[Collected data]

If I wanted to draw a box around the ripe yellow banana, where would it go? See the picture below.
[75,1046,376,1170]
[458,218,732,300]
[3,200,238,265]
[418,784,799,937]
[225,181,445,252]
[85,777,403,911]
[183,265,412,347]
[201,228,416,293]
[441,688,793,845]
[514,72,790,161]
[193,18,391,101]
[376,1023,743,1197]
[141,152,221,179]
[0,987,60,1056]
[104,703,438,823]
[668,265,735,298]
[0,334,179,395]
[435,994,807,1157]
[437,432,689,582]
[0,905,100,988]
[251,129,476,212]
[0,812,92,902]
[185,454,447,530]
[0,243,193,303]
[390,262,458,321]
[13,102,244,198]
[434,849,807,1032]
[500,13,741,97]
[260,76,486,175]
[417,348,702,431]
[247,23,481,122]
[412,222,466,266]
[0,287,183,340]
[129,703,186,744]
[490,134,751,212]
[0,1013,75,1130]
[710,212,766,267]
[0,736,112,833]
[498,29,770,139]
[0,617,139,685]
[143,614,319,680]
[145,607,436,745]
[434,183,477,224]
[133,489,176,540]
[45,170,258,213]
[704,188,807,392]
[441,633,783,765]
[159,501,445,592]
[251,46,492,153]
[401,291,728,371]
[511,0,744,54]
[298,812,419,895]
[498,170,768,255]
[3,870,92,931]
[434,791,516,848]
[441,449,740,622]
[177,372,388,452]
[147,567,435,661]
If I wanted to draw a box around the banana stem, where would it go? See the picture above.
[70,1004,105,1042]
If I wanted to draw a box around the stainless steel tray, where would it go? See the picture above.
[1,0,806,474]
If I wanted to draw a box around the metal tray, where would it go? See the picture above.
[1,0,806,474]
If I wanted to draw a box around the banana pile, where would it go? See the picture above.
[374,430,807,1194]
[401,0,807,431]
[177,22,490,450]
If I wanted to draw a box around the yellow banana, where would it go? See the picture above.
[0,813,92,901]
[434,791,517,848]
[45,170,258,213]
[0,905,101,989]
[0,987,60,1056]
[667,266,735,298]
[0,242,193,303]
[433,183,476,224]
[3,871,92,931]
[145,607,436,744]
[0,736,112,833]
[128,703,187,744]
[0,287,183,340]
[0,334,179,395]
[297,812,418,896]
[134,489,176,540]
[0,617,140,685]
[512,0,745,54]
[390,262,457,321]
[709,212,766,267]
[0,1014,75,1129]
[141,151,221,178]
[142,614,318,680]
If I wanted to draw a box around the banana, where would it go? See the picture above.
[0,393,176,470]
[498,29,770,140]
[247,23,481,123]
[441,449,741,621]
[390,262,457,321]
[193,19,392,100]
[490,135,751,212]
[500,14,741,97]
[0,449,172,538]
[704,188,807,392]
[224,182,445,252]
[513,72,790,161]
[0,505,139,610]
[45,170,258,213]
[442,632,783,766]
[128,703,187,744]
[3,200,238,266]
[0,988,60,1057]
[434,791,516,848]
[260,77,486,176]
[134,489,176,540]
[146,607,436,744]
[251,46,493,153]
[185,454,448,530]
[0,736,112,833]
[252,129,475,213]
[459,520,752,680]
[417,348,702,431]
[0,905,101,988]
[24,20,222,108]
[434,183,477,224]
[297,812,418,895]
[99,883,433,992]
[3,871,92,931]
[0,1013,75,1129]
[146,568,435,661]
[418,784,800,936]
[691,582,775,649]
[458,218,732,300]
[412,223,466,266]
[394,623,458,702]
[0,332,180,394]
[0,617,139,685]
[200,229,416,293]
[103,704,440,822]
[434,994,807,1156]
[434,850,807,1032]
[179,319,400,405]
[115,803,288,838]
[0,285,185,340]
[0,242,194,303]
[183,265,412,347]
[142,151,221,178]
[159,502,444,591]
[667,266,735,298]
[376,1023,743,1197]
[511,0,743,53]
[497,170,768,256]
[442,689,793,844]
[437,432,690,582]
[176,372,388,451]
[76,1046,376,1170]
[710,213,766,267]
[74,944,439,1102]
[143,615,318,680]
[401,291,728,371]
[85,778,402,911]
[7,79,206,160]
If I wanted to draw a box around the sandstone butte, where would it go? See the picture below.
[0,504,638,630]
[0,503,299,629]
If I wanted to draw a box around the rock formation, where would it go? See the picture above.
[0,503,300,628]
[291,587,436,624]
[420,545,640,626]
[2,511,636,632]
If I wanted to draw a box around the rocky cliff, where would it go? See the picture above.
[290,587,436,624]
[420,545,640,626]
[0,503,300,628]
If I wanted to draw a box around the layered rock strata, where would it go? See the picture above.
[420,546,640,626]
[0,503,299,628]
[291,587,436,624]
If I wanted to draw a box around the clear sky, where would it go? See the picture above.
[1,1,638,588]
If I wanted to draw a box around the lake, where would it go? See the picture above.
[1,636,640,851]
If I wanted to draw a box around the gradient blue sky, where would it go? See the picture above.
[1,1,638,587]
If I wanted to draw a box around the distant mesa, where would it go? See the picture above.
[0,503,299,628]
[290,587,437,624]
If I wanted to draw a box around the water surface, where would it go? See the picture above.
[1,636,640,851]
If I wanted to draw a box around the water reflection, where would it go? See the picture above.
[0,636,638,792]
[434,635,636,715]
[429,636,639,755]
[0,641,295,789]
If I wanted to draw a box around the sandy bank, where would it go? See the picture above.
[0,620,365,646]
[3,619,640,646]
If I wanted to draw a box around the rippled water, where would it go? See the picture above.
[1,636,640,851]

Your task >> All of the data above should be set down word for word.

Expected output >>
If I wanted to draw a box around the ripe yellow banana, where would it go? See the picture below.
[75,1046,376,1170]
[458,218,732,300]
[3,200,238,265]
[418,784,799,937]
[225,181,445,252]
[85,777,403,911]
[183,265,412,347]
[201,228,416,293]
[441,688,793,845]
[514,72,790,161]
[193,18,391,101]
[376,1023,743,1197]
[141,152,221,179]
[0,987,60,1056]
[104,703,438,823]
[668,265,735,298]
[0,334,179,395]
[435,994,807,1157]
[437,432,689,582]
[0,905,100,988]
[251,129,476,212]
[0,812,92,902]
[185,454,447,530]
[0,243,193,303]
[390,262,458,321]
[13,102,244,198]
[434,849,807,1032]
[500,13,741,97]
[260,76,486,175]
[417,348,702,431]
[247,23,481,122]
[412,222,466,266]
[0,287,183,340]
[129,703,186,744]
[490,134,751,212]
[0,1013,75,1130]
[710,212,766,267]
[0,736,112,833]
[498,29,770,139]
[0,617,139,685]
[143,614,319,680]
[145,607,436,745]
[434,183,477,224]
[133,489,176,540]
[45,170,258,213]
[704,188,807,392]
[441,633,783,765]
[159,501,445,592]
[251,46,492,153]
[401,291,728,371]
[511,0,744,54]
[298,812,419,895]
[498,170,768,255]
[3,870,92,931]
[434,791,516,848]
[441,449,740,622]
[177,372,388,452]
[147,567,435,661]
If I wanted to draw a box around the banana stem, where would it go? See the picture above.
[70,1004,105,1042]
If I wanted to draw a box around the stainless steel tray, where would it go? See the picture above.
[1,0,806,474]
If I wanted to draw a box around the metal tray, where would it go? See the picture above.
[1,0,806,474]
If I wanted to draw a box around the banana pile, where would it go? See the picture above.
[374,430,807,1194]
[401,0,807,431]
[177,22,490,450]
If I wanted to draw a box around the yellow banana, where would it go? See the picture above.
[0,813,92,901]
[434,791,517,848]
[45,170,258,213]
[0,905,101,989]
[0,987,60,1056]
[667,266,735,298]
[0,242,193,303]
[433,183,476,224]
[3,871,92,931]
[145,607,436,744]
[0,736,112,833]
[128,703,187,744]
[0,287,183,340]
[0,334,179,395]
[297,812,418,896]
[134,489,176,540]
[0,617,140,685]
[512,0,745,54]
[390,262,457,321]
[709,212,766,267]
[0,1014,75,1129]
[141,151,221,178]
[142,614,318,680]
If I wanted to draw a box around the banana, where would it go? See the picture above.
[0,393,176,470]
[498,29,770,140]
[247,23,481,123]
[441,449,741,621]
[390,262,457,321]
[193,19,392,100]
[490,135,751,212]
[500,14,741,97]
[0,449,172,538]
[704,188,807,392]
[224,182,445,252]
[513,72,790,161]
[0,505,139,610]
[45,170,258,213]
[442,632,783,766]
[128,703,187,744]
[3,200,238,266]
[0,988,60,1057]
[434,791,516,848]
[260,77,486,176]
[134,489,176,540]
[146,607,436,744]
[251,46,493,153]
[185,454,448,530]
[0,736,112,833]
[252,129,475,213]
[459,520,752,680]
[417,348,702,431]
[0,905,101,988]
[24,20,222,108]
[434,183,477,224]
[297,812,418,895]
[99,883,433,992]
[3,871,92,931]
[0,1013,75,1129]
[146,568,435,661]
[418,784,800,936]
[691,582,775,649]
[458,218,732,300]
[412,223,466,266]
[394,623,458,702]
[0,332,180,394]
[0,617,139,685]
[200,229,416,293]
[103,704,440,822]
[434,994,807,1156]
[434,850,807,1032]
[179,319,400,405]
[115,803,288,838]
[0,285,185,340]
[0,242,194,303]
[183,265,412,347]
[142,151,221,178]
[159,502,444,591]
[667,266,735,298]
[376,1023,743,1197]
[511,0,743,53]
[497,170,768,256]
[442,689,793,844]
[437,432,690,582]
[176,372,388,451]
[76,1046,376,1170]
[710,213,766,267]
[74,944,439,1102]
[143,615,318,680]
[401,291,728,371]
[85,778,402,911]
[7,79,206,160]
If I wanted to draw a box around the sandstone butte, where would it go? See the picture below.
[0,504,638,630]
[0,503,299,629]
If I wanted to draw a box around the rock formation, where would it go? See the picture above.
[0,503,300,628]
[291,587,436,624]
[420,545,640,626]
[2,511,636,632]
If I wanted to draw a box around the rocky cliff, where would it go? See the picture above.
[290,587,436,624]
[420,545,640,626]
[0,503,300,628]
If I wanted to draw a box around the layered rock strata, where would it go? See the picture above.
[420,546,640,626]
[0,503,299,628]
[291,587,436,624]
If I wanted to draw a box around the clear sky, where would it go? See the picture above.
[1,1,638,588]
If I wanted to draw a box around the lake, where would it go? See the picture above.
[1,636,640,851]
If I wanted to draw a box around the gradient blue sky, where would it go? See the picture above.
[1,1,638,587]
If I wanted to draw a box around the distant mesa, where would it go? See the picture above.
[0,503,299,628]
[290,587,437,624]
If I wanted to draw a box around the water surface, where would it go? See the picture above.
[1,636,640,851]
If I wanted to draw a box around the water reflection, where would it go? See the picture above.
[0,636,638,792]
[434,635,636,715]
[429,636,639,755]
[0,641,295,789]
If I wanted to draw a box around the sandy bank, where would it go? See the picture above.
[0,620,365,646]
[3,619,640,646]
If I wanted to draw a box around the rippled water, where would it go? See the picture above.
[1,636,640,851]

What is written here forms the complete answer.